▶ _Record set_
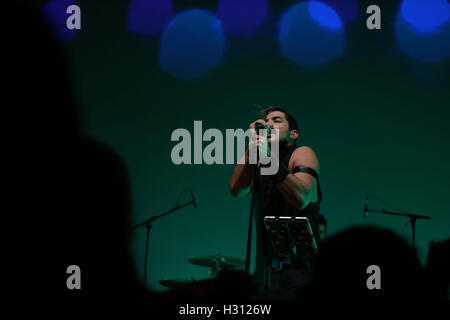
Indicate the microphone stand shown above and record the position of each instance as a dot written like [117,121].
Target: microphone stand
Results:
[250,224]
[413,218]
[148,225]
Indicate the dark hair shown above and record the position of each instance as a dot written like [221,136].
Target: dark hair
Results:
[292,123]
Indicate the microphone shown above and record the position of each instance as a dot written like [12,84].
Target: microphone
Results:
[193,199]
[259,126]
[366,204]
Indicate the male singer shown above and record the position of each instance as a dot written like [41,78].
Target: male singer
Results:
[293,191]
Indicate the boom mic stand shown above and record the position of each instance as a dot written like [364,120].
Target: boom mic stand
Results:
[412,217]
[148,225]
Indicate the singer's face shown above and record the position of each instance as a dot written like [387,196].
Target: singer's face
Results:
[277,120]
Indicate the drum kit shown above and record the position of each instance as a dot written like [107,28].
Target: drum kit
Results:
[215,263]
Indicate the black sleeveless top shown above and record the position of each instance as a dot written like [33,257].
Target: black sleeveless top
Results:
[270,202]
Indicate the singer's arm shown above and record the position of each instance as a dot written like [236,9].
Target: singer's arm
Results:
[241,178]
[299,188]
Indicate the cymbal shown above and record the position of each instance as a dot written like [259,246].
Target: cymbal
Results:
[217,260]
[175,283]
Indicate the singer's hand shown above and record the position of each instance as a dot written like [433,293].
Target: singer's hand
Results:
[260,141]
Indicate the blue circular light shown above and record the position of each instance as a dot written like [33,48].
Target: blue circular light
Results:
[423,30]
[425,16]
[311,34]
[191,45]
[324,15]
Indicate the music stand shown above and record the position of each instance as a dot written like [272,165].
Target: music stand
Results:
[288,235]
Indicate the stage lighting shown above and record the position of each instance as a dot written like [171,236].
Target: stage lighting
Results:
[423,29]
[149,17]
[311,34]
[192,44]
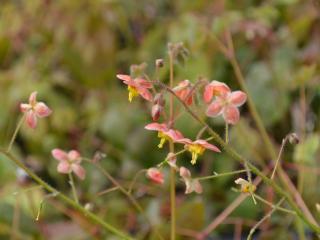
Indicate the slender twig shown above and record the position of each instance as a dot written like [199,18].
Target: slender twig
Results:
[268,215]
[73,187]
[91,216]
[15,133]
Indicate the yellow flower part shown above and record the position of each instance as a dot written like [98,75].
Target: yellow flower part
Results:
[163,138]
[132,93]
[196,150]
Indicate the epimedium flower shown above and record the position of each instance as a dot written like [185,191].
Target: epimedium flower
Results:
[227,104]
[164,133]
[246,187]
[155,175]
[34,109]
[136,87]
[197,148]
[69,162]
[184,91]
[215,88]
[192,185]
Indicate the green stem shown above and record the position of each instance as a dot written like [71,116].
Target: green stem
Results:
[73,187]
[13,138]
[91,216]
[220,175]
[236,156]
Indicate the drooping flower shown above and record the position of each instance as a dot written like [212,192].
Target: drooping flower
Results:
[227,105]
[136,87]
[184,91]
[34,109]
[69,162]
[197,147]
[155,175]
[246,187]
[164,133]
[215,88]
[192,185]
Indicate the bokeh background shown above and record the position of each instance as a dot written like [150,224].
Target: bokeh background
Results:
[70,52]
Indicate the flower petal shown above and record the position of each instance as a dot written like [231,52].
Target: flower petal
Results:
[237,98]
[64,167]
[24,107]
[59,154]
[33,98]
[215,108]
[145,93]
[231,114]
[74,155]
[155,175]
[78,170]
[42,110]
[31,119]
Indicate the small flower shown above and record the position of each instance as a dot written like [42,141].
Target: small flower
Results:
[34,109]
[246,187]
[197,147]
[155,175]
[184,91]
[136,87]
[215,88]
[69,162]
[164,133]
[227,104]
[192,185]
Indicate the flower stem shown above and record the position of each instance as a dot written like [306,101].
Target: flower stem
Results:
[220,175]
[13,138]
[74,191]
[91,216]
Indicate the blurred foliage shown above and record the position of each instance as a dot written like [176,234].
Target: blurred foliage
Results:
[70,51]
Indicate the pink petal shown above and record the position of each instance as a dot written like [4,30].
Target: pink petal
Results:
[33,98]
[237,98]
[24,107]
[74,155]
[215,88]
[155,175]
[59,154]
[125,78]
[207,145]
[64,167]
[215,108]
[79,171]
[143,83]
[42,110]
[31,119]
[145,93]
[156,127]
[231,114]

▶ _What is expected_
Output only the lines from the one holding "Indicate the green" through the last line above, exactly as they appear.

▶ _Task answer_
Indicate the green stem shown above and record the position of each instance as a dot written like [71,116].
Target: green stem
Results:
[73,187]
[13,138]
[91,216]
[220,175]
[236,156]
Indicate the drooping flower shown above and record the position of each instance as a dot written like [212,192].
Target: drooping flower
Results:
[227,105]
[136,87]
[184,91]
[34,109]
[69,162]
[197,147]
[155,175]
[246,187]
[164,133]
[215,88]
[192,185]
Indicate the bokeh background shown above and record the position of each instance as a dot written like [150,224].
Target: bokeh background
Results:
[70,52]
Indicate the flower petal shown above and record the position of each instance as a dot written like [231,52].
Target: flower petal
Results:
[237,98]
[64,167]
[24,107]
[59,154]
[33,98]
[215,108]
[145,93]
[231,114]
[74,155]
[155,175]
[78,170]
[42,110]
[31,119]
Indicate the small flower shown above and record the position of each instance as a dot written like [42,141].
Target: small flower
Results:
[34,109]
[246,187]
[197,147]
[155,175]
[184,91]
[136,87]
[215,88]
[69,162]
[164,133]
[227,104]
[192,185]
Indicate the flower stem shown above and record the position of each instance as a dot written like [306,101].
Target: flower stem
Results:
[220,175]
[13,138]
[74,191]
[91,216]
Indicate the blurred foliage shown above and record the position of each instance as a dot written like [176,234].
Target: blurred foliage
Results:
[70,51]
Indicate the pink petal shown above and record the position of each instance as a dot written like [4,30].
Target: pink petal
Results:
[33,98]
[237,98]
[24,107]
[74,155]
[215,88]
[155,175]
[59,154]
[125,78]
[207,145]
[64,167]
[215,108]
[79,171]
[143,83]
[42,110]
[31,119]
[145,93]
[156,127]
[231,114]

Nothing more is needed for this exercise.